◆ Goal A ◆
Answer the following questions using the text on Reconciliation Week below:
(i) On what date does Reconciliation Week start each year?
(ii) What does the last day of the week, 3 June, mark?
(iii) Which two bodies examined effective truth-telling practices in a recent study?

◆ Selected extract ◆
#####

What is Reconciliation Week?

Reconciliation Week is underway for the first time since last year’s failed Voice referendum.

The aim of the week is to improve relationships between First Nations and non-First Nations people through reflection and celebration.

This year’s theme is ‘Now More Than Ever’.

Organisers say it’s about acknowledging setbacks to reconciliation efforts between First Nations and non-First Nations Australians over the past 12 months.

What is Reconciliation Week?

Reconciliation Week, now in its 28th year, includes events like art exhibitions, seminars and ceremonies.

It starts on 27 May each year, marking the anniversary of the 1967 referendum that removed Constitutional clauses preventing First Nations people from being considered part of Australia’s population.

The last day of reconciliation week, 3 June, marks the 1992 Mabo decision recognising native title.

Now More Than Ever

This year’s theme aims to encourage ongoing reconciliation efforts following last year’s failed Voice referendum.

The request for an Indigenous Voice to Parliament came from the Uluru Statement from the Heart — a statement endorsed by the Government outlining the path to formally recognising First Nations people in the nation’s Constitution.

The proposed Voice would have been a representative body for First Nations people to advise on policies that affect them. On 14 October, the majority of Australians voted against this proposal.

Truth-telling

The referendum has raised concerns about effective truth-telling processes, which are a key part of reconciliation.

Truth-telling refers to the sharing of ongoing or historical truths, such as land dispossession and colonial conflict, to support reconciliation.

Reconciliation Australia and UNSW examined effective truth-telling practices in a recent study. It found that truth-telling should be led by First Nations communities, recognise the ongoing impacts of past policies, and aim to improve First Nations outcomes.

Federal Government response

Indigenous Australians Minister Linda Burney said Reconciliation Week is a chance “to reflect on the past and take action towards a more reconciled Australia” after what she called a “difficult” year for many First Nations people.

Burney and other leaders are expected to attend Reconciliation Week events at Parliament House throughout the week.

#####

Saved data entries
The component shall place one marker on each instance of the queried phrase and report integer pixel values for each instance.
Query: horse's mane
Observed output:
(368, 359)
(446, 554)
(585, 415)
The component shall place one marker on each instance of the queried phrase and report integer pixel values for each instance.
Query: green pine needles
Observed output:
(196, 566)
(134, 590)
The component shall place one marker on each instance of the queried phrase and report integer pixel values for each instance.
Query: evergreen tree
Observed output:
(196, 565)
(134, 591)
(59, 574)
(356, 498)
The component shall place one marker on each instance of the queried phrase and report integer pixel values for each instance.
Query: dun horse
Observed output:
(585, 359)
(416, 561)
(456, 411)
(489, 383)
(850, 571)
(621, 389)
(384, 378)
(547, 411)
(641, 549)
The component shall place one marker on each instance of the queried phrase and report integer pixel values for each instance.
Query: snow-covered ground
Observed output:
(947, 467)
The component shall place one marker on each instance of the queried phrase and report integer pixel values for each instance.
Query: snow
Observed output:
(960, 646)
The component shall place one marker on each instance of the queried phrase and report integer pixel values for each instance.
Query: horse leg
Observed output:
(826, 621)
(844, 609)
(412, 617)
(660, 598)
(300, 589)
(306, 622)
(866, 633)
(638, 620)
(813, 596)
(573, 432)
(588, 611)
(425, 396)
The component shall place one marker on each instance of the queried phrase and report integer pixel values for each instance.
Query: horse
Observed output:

#####

◆ Goal B ◆
Report every line of the listing above that contains the word "horse".

◆ Problem solution A ◆
(i) 27 May
(ii) The 1992 Mabo decision recognising native title
(iii) Reconciliation Australia and UNSW

◆ Problem solution B ◆
Query: horse's mane
Query: dun horse
Query: horse leg
Query: horse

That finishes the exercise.